• [Work to be completed]:
Report how many lines of the items below contain the string "image", treating case as significant. Reply with the number alone.

[Collected data]
********

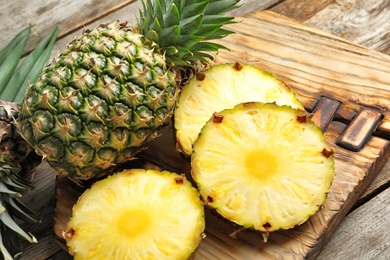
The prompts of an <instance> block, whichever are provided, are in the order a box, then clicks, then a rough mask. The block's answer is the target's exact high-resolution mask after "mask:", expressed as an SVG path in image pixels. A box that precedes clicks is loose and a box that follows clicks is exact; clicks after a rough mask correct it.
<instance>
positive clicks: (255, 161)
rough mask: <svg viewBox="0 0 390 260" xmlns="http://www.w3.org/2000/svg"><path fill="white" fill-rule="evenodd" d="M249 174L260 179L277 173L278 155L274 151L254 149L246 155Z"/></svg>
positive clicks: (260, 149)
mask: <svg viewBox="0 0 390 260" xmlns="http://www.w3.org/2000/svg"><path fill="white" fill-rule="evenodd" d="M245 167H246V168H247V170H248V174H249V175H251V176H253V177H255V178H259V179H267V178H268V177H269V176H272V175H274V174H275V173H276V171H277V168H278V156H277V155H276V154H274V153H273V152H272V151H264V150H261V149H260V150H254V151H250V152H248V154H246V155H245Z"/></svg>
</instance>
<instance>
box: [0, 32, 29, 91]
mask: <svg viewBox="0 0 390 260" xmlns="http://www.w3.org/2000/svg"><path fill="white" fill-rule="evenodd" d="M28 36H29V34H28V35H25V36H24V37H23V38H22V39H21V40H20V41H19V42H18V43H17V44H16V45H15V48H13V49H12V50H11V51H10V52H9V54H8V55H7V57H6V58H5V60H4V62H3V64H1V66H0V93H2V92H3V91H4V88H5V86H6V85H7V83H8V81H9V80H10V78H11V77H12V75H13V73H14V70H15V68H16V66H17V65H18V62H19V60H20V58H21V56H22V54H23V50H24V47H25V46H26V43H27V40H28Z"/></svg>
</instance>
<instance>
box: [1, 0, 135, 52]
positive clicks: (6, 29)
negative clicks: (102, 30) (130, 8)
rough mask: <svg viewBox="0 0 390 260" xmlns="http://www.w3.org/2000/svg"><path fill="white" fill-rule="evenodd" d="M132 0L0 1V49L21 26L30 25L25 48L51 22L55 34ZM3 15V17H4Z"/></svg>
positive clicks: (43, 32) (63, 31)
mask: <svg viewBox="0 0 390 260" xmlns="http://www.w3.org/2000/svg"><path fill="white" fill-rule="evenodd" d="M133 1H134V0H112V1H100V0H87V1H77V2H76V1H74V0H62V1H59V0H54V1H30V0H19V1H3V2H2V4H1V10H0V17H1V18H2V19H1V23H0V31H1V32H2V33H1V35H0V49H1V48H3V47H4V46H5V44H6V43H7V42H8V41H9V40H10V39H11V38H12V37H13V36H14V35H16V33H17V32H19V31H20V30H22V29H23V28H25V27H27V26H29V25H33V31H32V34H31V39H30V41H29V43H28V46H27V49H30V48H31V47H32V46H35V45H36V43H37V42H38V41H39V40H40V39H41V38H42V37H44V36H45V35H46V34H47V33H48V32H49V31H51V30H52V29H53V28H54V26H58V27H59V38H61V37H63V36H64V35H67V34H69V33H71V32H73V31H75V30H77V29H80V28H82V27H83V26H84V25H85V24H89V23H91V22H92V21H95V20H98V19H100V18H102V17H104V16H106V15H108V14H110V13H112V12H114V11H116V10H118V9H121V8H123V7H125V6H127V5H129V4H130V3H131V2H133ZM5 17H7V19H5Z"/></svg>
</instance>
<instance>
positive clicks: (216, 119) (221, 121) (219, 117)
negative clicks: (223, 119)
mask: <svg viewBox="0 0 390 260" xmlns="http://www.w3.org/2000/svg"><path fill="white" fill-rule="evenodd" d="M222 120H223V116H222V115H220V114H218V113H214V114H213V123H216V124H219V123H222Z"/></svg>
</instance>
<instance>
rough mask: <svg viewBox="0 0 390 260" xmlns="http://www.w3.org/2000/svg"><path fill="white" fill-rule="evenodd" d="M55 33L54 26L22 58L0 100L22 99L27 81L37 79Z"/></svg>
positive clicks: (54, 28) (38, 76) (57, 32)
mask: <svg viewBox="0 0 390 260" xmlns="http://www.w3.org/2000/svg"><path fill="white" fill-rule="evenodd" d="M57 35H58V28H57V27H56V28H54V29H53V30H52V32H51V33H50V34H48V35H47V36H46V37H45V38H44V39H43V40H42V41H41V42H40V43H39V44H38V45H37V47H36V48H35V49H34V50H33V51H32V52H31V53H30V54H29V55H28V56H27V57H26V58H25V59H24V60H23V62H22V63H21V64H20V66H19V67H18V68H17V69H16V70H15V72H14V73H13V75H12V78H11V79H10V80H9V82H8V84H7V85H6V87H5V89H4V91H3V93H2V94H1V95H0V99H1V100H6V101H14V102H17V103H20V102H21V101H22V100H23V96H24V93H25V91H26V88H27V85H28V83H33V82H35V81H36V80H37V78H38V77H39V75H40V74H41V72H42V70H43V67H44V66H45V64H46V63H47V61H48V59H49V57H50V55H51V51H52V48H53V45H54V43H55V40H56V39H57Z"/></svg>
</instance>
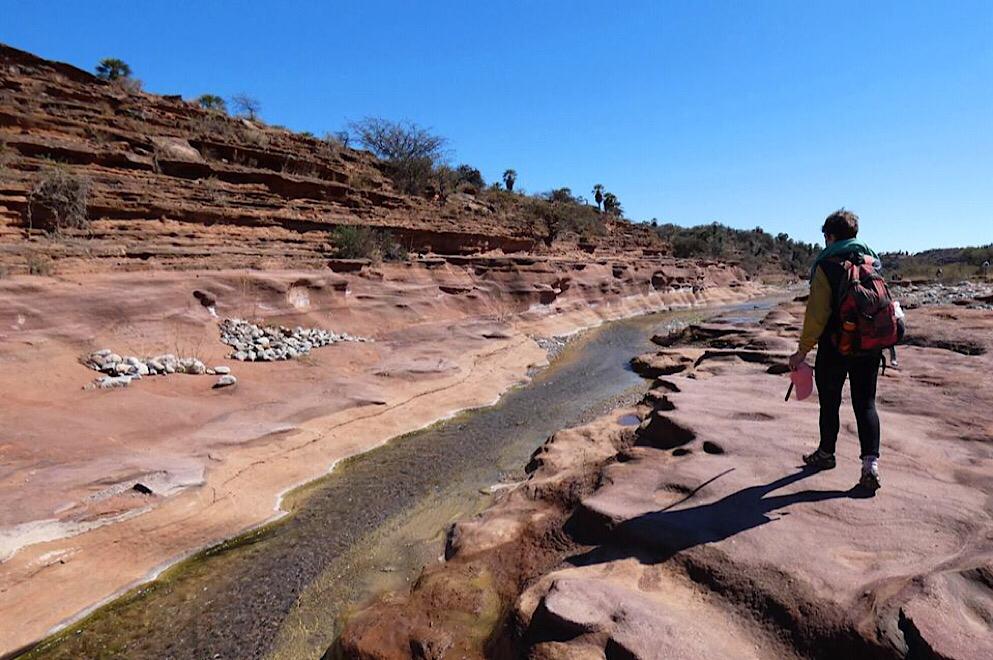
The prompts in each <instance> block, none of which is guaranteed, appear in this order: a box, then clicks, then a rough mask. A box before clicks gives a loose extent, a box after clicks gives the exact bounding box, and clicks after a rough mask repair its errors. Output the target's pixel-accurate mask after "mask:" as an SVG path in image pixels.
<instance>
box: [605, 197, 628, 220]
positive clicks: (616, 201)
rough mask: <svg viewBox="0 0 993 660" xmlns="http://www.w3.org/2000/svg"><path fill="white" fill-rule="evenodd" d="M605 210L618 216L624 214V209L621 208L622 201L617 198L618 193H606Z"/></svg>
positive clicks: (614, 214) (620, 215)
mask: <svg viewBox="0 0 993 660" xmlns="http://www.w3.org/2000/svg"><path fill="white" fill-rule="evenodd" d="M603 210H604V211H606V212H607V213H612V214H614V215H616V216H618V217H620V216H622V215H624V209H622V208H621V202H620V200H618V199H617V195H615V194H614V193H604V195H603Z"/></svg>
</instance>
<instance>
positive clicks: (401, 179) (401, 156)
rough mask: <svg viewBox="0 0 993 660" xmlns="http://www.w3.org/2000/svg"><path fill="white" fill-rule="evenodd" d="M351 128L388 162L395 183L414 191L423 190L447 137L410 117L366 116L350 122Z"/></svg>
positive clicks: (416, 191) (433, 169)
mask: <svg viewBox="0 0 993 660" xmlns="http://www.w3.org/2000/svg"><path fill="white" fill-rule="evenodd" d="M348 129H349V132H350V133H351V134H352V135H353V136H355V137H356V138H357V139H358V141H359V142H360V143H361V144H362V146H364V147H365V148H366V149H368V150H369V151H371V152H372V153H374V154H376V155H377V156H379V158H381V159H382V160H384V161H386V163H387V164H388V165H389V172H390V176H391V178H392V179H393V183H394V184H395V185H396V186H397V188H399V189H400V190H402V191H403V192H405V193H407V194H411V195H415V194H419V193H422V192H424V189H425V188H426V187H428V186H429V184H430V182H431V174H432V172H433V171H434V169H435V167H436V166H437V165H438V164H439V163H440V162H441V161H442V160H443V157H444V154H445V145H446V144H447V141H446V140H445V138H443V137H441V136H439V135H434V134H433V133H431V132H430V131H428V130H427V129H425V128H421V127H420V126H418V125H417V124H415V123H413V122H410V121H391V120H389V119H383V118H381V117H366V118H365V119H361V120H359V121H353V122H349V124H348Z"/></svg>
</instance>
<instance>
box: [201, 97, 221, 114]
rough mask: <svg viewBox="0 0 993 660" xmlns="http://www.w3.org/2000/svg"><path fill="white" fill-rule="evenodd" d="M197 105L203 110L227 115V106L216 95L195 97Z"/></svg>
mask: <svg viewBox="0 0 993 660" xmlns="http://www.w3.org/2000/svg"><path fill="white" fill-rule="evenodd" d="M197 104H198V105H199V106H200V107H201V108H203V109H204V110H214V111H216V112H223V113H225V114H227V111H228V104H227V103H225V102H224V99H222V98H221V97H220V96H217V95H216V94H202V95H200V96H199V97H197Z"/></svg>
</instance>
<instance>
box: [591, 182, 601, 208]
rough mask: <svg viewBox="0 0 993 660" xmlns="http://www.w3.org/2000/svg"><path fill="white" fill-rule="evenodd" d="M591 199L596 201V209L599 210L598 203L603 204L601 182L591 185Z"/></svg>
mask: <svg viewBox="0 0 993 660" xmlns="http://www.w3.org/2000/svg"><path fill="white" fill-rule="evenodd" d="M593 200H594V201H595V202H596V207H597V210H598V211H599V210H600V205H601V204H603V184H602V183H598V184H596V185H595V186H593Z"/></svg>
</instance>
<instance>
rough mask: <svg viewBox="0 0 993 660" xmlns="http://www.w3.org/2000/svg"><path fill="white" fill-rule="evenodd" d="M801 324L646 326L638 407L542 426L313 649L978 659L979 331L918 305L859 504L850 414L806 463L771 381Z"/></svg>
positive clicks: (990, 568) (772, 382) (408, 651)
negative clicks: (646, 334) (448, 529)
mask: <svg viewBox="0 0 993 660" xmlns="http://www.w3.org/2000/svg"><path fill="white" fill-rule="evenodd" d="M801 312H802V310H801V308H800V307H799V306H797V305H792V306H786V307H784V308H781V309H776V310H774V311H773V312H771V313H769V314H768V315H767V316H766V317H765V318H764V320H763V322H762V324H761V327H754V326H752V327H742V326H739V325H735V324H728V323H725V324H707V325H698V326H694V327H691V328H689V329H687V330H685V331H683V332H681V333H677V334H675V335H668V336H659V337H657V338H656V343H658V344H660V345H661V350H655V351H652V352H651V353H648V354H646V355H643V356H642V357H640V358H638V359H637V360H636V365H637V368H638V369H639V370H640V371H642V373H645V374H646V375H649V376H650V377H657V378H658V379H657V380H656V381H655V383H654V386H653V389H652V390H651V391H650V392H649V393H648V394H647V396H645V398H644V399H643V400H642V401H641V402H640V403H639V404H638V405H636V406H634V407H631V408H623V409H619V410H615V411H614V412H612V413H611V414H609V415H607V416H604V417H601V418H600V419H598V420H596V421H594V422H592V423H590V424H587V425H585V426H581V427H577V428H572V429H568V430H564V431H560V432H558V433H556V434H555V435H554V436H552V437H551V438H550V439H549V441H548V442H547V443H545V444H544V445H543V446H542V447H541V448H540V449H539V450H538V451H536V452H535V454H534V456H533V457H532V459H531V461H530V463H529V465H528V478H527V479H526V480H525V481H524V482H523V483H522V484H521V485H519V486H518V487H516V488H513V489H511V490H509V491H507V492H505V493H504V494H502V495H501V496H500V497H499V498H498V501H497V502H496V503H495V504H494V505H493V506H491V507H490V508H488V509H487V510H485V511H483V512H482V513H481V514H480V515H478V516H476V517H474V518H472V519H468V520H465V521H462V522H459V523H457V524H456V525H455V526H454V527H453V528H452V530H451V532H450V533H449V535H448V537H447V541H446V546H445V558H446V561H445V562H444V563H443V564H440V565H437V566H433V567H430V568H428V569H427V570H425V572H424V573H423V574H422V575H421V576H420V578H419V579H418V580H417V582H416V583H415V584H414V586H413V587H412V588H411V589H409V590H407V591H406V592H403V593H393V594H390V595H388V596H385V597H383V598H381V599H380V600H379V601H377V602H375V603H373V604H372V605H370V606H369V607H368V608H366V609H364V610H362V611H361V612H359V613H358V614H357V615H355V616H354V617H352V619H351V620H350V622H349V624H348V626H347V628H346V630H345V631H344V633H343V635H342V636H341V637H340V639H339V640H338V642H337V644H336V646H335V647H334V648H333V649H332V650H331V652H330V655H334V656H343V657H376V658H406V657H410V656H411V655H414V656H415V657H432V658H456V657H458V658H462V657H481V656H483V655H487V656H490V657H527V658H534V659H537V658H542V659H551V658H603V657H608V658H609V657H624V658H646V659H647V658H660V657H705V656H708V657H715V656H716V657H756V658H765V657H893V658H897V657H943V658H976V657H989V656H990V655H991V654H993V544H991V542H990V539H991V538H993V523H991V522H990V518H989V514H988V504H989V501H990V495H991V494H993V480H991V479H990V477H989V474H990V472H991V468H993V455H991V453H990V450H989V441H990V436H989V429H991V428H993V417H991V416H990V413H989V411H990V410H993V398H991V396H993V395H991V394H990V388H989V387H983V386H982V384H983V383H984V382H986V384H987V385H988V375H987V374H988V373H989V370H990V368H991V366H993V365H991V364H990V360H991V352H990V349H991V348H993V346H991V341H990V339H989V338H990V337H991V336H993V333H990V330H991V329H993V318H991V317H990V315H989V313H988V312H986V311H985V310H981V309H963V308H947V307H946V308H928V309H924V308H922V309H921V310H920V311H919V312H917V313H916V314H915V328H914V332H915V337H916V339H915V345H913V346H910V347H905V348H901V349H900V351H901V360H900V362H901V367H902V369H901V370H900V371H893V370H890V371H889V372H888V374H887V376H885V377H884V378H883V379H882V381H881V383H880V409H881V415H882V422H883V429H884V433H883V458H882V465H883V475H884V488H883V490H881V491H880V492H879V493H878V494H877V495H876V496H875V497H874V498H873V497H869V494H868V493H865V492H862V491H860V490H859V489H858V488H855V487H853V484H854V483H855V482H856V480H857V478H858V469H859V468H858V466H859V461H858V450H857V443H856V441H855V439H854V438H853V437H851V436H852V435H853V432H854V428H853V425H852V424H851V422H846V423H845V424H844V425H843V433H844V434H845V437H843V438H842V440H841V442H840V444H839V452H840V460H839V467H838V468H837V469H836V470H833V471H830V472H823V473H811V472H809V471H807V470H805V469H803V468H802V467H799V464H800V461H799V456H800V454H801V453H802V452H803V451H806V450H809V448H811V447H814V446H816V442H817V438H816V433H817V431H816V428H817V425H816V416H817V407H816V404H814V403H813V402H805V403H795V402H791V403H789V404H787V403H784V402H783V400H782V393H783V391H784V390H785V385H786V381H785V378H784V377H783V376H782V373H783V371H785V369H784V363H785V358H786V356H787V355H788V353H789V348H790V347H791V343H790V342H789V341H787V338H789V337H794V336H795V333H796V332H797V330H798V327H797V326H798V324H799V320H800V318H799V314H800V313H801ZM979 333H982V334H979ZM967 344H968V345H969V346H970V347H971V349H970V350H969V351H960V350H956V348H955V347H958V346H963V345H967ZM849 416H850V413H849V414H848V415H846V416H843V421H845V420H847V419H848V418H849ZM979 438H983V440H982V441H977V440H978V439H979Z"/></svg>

********

• [Result of this task]:
2